● Job: Copy out every line of all the items below, requests included. Multiply each point coordinate in the answers by 2.55 and round to whole numbers, with halves going up.

--------------------------------------------------

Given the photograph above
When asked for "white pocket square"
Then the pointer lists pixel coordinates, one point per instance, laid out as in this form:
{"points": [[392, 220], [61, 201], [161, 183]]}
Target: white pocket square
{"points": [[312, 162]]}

--------------------------------------------------

● Result for this exercise:
Given the photograph above
When asked for "white pocket square"
Then the pointer lists pixel coordinates, one point per instance, laid out as in this form:
{"points": [[392, 220], [61, 201], [161, 183]]}
Target: white pocket square
{"points": [[796, 413]]}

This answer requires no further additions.